EXERCISE DETAILS: Exactly transcribe the line that holds "the tan background;" and every remaining line of the records, up to and including the final one, with nothing else.

RECORDED DATA Start Marker

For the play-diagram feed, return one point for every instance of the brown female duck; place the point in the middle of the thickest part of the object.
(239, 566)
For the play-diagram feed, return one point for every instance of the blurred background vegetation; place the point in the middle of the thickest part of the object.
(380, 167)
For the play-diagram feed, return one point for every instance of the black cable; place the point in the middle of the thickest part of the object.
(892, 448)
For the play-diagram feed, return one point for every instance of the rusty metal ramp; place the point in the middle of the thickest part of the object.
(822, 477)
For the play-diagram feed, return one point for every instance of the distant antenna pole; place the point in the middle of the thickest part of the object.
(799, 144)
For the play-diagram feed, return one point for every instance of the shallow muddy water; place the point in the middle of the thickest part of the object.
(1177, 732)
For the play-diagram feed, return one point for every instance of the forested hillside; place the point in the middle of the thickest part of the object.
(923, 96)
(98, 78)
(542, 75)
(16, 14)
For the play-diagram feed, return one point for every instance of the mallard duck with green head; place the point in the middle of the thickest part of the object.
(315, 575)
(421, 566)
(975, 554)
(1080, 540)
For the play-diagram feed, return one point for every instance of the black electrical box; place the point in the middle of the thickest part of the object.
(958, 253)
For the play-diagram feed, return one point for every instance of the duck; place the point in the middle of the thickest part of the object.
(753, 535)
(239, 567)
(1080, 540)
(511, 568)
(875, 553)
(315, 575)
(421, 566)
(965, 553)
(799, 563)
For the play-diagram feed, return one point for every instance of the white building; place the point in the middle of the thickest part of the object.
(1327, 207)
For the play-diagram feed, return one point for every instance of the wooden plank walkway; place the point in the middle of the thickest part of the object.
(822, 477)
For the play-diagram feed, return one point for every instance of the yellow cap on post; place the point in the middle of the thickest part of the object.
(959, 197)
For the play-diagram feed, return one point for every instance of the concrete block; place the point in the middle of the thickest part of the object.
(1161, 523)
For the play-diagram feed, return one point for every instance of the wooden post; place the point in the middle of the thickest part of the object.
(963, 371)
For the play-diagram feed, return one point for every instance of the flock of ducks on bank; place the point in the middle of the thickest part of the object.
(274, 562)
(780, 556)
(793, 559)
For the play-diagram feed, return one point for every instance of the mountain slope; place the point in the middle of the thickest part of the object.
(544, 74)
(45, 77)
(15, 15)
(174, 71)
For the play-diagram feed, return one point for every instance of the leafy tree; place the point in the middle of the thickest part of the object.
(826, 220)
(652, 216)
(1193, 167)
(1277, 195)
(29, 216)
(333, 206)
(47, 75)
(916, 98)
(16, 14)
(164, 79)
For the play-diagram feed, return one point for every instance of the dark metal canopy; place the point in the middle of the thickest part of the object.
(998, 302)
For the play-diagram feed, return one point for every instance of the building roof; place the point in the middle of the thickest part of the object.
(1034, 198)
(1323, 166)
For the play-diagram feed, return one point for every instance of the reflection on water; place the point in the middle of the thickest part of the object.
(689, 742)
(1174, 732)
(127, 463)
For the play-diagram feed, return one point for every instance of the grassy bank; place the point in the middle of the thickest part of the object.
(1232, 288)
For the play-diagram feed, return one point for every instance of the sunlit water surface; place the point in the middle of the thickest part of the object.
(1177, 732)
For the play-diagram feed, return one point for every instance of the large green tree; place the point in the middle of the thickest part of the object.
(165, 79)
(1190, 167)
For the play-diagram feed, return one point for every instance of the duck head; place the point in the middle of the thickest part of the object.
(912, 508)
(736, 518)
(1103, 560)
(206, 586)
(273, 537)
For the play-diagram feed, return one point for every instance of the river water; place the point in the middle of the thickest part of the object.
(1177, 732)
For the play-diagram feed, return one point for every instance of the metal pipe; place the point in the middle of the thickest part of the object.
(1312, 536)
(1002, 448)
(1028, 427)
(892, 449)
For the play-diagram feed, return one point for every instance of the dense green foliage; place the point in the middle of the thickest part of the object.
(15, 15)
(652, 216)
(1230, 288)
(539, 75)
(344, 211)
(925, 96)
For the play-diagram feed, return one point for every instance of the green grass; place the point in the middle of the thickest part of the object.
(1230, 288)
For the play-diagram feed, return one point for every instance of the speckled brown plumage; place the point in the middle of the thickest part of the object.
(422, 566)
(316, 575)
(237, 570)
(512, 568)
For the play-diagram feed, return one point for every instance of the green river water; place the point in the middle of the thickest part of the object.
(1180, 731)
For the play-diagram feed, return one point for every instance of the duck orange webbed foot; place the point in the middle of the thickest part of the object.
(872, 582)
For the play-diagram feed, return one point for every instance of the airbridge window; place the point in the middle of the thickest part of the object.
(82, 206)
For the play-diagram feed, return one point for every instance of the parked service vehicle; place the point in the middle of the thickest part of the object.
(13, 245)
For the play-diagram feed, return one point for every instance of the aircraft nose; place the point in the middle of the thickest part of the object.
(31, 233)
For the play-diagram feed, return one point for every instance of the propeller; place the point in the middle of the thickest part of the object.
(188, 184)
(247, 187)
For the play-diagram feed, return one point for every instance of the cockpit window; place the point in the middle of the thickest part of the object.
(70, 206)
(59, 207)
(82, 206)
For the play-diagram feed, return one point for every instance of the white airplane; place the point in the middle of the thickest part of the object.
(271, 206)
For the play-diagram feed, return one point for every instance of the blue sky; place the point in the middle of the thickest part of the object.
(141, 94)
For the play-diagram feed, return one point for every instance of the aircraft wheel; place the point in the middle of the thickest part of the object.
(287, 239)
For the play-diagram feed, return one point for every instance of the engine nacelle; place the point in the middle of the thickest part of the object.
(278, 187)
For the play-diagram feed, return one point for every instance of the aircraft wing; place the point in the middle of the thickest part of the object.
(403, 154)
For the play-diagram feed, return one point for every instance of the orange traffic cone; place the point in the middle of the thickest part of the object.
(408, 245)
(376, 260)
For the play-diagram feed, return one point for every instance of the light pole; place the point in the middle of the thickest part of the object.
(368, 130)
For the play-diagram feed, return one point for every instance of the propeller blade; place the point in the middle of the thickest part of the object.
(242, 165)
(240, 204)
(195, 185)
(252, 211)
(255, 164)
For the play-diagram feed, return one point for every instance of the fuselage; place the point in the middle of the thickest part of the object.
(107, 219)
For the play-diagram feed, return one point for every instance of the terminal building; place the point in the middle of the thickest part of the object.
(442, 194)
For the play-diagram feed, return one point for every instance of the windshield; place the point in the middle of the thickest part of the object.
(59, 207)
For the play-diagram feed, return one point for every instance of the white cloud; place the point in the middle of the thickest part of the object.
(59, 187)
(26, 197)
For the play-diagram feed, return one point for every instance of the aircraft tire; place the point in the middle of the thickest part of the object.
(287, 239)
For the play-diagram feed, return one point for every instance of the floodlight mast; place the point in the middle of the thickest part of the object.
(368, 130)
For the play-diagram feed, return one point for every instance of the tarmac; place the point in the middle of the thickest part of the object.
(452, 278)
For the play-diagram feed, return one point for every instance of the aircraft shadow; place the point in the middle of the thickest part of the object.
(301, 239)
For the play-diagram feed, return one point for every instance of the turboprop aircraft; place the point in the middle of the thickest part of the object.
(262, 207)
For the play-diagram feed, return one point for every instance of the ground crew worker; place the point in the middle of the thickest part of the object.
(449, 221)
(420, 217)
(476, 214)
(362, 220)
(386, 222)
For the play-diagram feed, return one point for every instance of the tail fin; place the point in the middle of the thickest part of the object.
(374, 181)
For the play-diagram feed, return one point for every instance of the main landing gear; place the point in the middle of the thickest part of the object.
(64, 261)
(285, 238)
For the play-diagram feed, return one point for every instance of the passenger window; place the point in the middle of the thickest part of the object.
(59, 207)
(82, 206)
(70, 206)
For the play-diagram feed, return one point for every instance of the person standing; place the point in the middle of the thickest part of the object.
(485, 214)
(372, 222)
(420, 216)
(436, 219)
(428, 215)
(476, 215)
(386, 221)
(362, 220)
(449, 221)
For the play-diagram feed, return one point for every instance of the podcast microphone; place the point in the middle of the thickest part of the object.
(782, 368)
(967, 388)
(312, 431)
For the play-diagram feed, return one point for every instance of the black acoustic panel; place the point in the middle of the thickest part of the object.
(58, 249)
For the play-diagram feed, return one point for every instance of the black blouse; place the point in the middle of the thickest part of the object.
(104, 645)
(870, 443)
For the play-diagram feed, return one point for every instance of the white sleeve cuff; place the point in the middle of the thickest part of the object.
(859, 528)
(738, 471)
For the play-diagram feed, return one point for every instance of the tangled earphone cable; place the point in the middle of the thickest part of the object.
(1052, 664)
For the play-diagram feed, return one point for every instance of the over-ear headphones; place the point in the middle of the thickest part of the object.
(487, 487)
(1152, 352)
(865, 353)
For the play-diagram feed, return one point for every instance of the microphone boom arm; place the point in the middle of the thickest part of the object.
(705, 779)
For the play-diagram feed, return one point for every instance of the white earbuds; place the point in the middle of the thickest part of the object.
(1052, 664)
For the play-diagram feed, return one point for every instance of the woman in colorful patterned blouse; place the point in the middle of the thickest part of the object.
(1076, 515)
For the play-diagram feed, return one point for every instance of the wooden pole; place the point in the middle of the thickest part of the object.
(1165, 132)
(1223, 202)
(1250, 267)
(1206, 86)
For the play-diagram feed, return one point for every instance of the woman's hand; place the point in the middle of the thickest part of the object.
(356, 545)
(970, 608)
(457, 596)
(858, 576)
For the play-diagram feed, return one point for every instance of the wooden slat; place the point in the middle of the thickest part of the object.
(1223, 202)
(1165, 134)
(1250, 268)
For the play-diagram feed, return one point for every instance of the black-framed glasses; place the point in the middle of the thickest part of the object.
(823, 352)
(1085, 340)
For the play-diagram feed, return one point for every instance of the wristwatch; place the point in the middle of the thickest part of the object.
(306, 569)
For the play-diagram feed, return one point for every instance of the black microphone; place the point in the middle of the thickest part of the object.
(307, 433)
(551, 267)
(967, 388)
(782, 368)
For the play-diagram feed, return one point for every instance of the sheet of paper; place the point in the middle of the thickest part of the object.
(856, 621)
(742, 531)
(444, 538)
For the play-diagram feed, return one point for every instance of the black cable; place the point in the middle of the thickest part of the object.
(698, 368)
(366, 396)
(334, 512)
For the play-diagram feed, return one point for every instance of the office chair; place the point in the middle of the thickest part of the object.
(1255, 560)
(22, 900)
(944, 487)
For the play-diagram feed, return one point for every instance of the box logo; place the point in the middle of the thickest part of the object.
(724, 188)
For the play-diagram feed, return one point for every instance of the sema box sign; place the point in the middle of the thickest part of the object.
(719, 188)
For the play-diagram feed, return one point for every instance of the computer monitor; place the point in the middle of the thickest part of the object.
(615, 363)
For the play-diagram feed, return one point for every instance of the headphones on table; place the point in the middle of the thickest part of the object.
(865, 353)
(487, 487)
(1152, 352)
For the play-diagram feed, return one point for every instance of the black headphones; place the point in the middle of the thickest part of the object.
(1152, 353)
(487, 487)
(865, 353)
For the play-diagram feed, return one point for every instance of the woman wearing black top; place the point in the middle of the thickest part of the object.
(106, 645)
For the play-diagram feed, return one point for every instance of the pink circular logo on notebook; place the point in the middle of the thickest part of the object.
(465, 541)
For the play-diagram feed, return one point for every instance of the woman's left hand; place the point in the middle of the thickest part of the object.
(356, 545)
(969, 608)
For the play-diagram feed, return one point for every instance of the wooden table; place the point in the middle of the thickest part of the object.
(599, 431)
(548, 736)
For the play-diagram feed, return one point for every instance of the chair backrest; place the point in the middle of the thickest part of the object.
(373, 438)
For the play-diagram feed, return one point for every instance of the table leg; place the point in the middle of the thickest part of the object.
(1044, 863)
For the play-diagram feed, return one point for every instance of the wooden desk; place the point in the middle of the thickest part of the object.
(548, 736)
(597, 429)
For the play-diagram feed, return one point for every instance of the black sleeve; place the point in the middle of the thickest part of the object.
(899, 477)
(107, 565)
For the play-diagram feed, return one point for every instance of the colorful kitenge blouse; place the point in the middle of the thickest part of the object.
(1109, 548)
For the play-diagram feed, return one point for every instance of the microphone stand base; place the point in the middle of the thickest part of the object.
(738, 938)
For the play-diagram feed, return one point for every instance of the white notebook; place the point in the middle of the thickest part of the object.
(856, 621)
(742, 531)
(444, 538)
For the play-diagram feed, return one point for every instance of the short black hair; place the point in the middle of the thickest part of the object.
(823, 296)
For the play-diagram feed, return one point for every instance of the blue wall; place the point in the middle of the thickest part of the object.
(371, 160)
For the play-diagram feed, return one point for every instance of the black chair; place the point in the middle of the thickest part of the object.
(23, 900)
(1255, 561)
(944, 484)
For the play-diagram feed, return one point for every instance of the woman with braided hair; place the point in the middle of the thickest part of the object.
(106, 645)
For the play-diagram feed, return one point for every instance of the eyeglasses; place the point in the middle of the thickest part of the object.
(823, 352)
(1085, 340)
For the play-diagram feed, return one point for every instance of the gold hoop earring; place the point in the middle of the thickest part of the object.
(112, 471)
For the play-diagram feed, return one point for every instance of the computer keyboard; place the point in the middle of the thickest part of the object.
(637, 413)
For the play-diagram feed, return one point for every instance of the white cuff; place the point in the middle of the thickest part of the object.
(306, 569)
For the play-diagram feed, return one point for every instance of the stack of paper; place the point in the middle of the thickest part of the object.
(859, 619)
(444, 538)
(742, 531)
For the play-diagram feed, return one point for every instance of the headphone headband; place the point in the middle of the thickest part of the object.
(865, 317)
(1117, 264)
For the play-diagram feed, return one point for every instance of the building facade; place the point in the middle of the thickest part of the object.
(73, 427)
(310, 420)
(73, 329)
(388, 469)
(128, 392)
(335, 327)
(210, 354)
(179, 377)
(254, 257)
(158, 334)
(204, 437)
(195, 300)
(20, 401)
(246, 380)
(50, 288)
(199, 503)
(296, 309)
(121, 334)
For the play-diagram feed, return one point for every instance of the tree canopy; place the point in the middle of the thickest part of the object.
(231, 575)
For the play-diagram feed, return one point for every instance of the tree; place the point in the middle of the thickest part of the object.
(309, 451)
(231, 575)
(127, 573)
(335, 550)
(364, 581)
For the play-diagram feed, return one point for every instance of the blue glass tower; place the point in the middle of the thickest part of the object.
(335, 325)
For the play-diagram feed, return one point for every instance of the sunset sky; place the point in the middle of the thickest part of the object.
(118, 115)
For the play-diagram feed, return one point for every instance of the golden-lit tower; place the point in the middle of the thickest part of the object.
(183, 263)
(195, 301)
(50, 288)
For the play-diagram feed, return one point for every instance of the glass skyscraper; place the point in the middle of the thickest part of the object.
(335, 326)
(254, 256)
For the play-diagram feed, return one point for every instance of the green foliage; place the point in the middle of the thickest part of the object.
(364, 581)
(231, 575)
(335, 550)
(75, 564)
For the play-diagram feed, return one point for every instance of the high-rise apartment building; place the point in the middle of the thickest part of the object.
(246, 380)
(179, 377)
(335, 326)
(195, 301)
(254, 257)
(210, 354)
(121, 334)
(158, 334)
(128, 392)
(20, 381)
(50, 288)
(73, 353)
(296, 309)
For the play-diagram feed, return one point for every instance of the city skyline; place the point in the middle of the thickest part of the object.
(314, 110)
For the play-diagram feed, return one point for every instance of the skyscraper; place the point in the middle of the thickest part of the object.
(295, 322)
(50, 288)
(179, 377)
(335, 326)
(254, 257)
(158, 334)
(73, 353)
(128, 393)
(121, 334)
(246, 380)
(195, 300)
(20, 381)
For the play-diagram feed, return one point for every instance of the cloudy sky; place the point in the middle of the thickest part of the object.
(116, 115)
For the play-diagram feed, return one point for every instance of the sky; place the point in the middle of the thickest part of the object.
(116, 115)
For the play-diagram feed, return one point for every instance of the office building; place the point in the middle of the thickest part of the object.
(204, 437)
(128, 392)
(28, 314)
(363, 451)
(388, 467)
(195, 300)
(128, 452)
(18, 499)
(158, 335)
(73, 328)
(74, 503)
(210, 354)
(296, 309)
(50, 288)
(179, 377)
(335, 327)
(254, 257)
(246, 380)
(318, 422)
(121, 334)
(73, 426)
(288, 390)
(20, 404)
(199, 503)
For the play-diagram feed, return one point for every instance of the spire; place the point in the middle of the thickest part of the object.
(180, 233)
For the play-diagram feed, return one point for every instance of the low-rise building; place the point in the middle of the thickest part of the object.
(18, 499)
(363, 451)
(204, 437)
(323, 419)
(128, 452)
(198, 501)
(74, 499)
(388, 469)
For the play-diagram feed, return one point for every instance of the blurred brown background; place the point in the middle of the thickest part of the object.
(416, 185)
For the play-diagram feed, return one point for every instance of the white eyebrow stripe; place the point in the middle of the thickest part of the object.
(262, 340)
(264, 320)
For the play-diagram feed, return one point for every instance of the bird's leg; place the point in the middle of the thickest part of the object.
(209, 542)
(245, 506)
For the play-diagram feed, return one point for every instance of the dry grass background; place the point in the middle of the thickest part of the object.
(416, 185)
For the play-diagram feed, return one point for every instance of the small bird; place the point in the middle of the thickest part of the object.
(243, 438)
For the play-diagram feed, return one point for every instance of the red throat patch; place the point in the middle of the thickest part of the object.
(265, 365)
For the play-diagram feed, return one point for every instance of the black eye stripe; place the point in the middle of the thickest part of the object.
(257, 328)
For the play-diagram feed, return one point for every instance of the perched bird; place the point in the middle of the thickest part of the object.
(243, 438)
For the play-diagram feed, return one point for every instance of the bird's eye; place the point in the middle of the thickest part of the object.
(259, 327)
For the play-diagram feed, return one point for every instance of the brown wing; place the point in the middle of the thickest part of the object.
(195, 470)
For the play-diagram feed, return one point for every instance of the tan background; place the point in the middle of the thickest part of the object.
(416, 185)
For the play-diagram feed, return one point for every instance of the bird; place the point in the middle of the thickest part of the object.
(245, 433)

RECORDED DATA End Marker

EXERCISE RESULT:
For the play-diagram feed, return one point for every instance of the tan background; place the point in the middle of the thickest part of the object.
(416, 185)
For the play-diagram feed, return one point for every instance of the bird; place the point in the middle of the thickest part of the object.
(245, 433)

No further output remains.